> _Task objective_
Give the data below as a JSON list of strings, one string per line, starting at the line that contains "Exercise. Mark the kayak in" and ending at the end of the data, with blank lines left out. Leave the pictures out.

+ + + + + + +

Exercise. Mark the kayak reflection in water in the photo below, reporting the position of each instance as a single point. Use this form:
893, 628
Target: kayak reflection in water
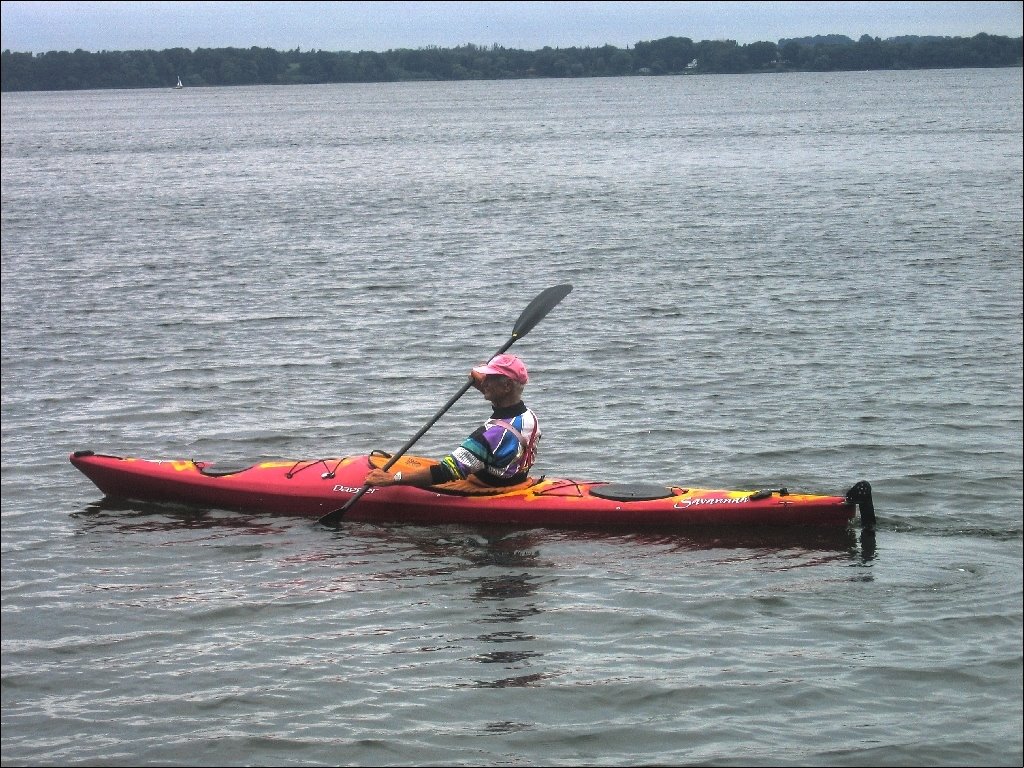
497, 457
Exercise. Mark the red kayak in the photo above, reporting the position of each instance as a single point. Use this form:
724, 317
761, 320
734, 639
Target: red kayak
315, 487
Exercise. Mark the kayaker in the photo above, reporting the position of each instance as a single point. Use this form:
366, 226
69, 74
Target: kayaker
499, 454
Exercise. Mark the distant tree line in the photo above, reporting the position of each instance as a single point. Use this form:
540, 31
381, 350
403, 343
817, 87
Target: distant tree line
671, 55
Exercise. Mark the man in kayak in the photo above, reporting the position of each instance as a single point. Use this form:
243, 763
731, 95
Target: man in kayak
498, 455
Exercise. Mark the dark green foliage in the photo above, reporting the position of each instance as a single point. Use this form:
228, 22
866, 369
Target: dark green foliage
671, 55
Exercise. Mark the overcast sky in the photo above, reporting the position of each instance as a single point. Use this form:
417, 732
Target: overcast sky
40, 26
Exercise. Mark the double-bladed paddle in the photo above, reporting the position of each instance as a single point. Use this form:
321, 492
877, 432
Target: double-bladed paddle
534, 313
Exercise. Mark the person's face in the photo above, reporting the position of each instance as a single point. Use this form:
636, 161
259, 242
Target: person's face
496, 388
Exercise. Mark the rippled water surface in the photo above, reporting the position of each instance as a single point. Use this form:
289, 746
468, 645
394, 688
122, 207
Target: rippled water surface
801, 281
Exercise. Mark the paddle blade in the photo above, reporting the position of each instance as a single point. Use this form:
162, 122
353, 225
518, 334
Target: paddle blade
539, 307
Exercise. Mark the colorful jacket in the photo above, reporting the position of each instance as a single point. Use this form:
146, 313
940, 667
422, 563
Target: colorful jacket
499, 453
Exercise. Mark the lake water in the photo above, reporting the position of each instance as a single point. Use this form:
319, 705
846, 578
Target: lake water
802, 280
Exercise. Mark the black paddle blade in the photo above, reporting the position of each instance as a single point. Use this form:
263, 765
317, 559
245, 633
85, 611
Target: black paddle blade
539, 307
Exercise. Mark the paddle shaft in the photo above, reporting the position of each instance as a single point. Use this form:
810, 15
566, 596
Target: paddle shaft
532, 314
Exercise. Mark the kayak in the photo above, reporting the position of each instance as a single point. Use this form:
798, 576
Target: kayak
315, 487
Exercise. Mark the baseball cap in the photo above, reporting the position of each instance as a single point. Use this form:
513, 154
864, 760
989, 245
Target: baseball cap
505, 365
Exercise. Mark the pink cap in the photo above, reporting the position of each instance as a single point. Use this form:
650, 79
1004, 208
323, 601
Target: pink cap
505, 365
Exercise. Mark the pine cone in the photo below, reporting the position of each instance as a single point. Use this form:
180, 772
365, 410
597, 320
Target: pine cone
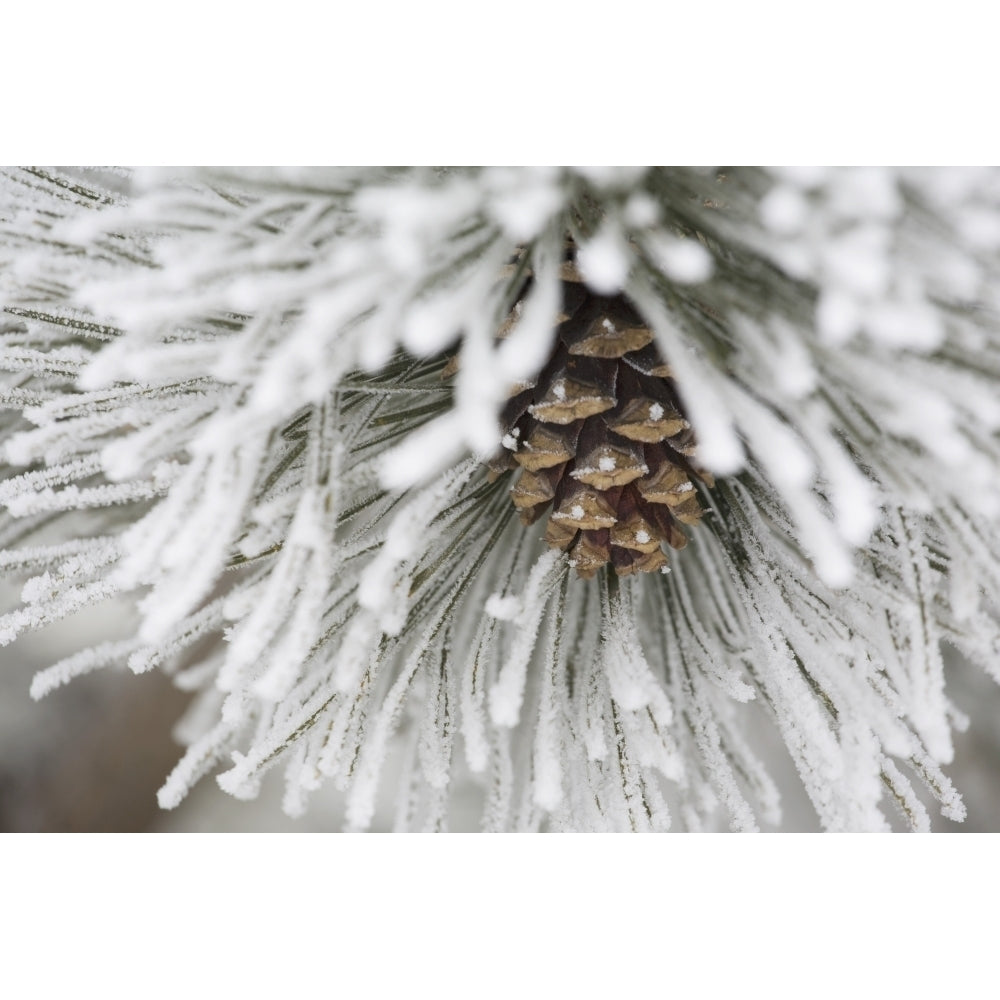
601, 437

+ + + + + + +

> _Response for this exercise_
[
  "Exercise. Mark the kayak in the photo above, reporting the position of each instance as a single point. Use this form:",
  "798, 576",
  "Target: kayak",
  "315, 487",
  "Exercise. Mark the baseball cap in the photo above, reporting the position of each instance as a single point. Use this form:",
  "513, 154",
  "864, 760",
  "989, 245",
  "Target: baseball cap",
  "505, 365",
  "Exercise. Mark the pink cap in the photo above, reporting the position of each instance as a single point. Use this form:",
  "650, 79",
  "1004, 208",
  "323, 601",
  "Target: pink cap",
  "505, 365",
  "Exercise. Mark the pine cone in the photo below, reporting the position of each instance as a single point. Use this form:",
  "180, 772",
  "365, 410",
  "597, 320",
  "Target: pine cone",
  "601, 437"
]